• GOAL: Report how many lines in the entries below contain the string "Isolate", matching case exactly. Give only the number.

• SOURCE DATA:
* * *
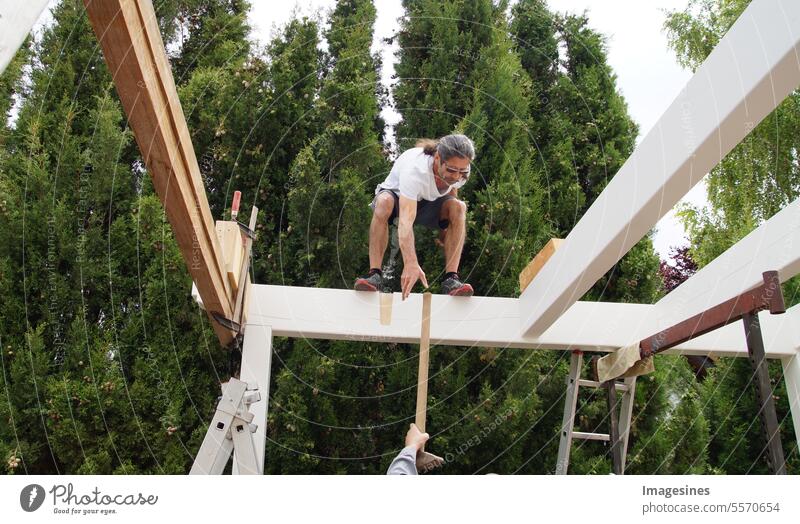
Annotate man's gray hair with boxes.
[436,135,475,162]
* * *
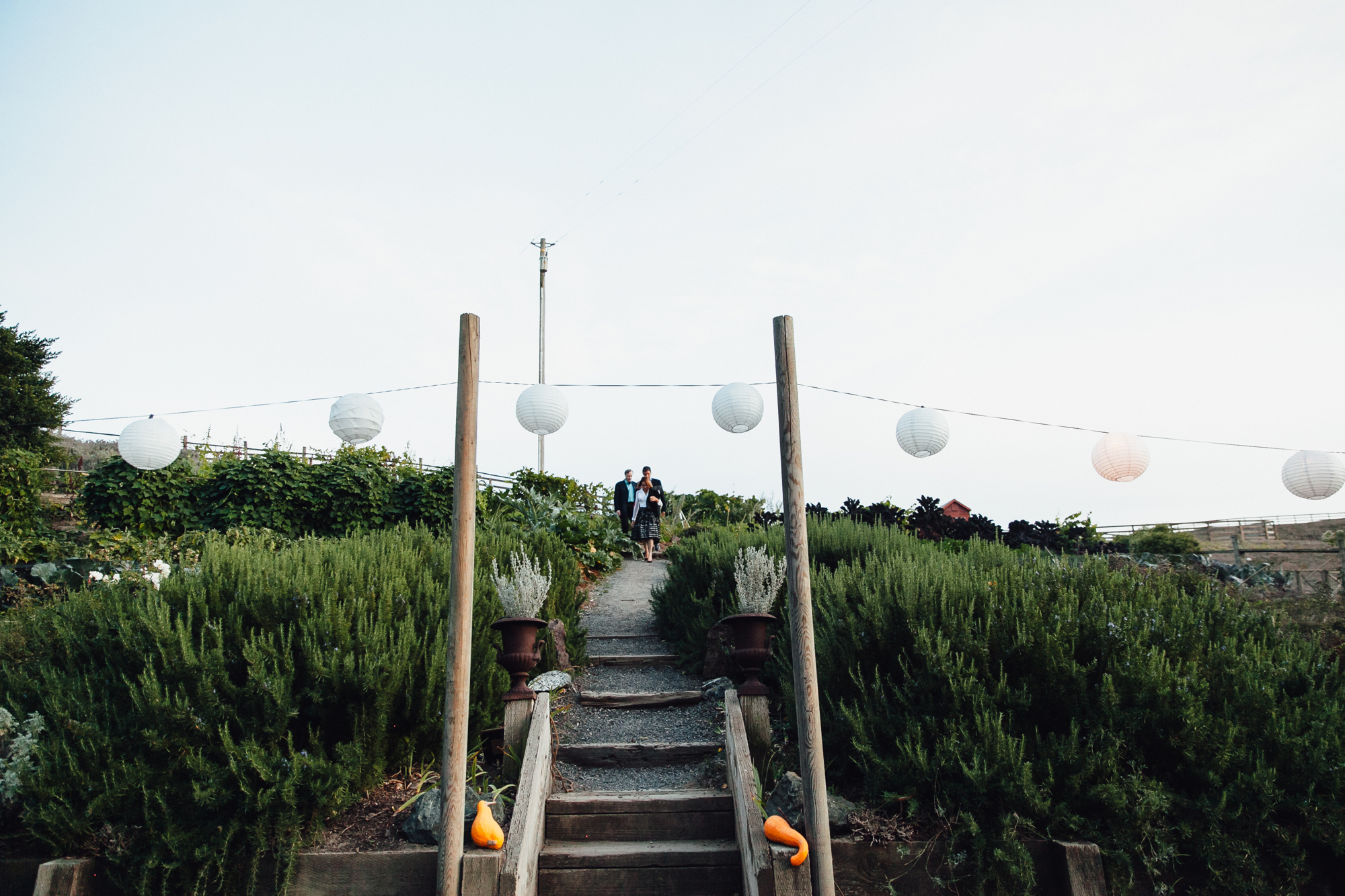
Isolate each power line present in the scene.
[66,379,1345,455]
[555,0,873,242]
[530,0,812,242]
* * *
• RESULT: 1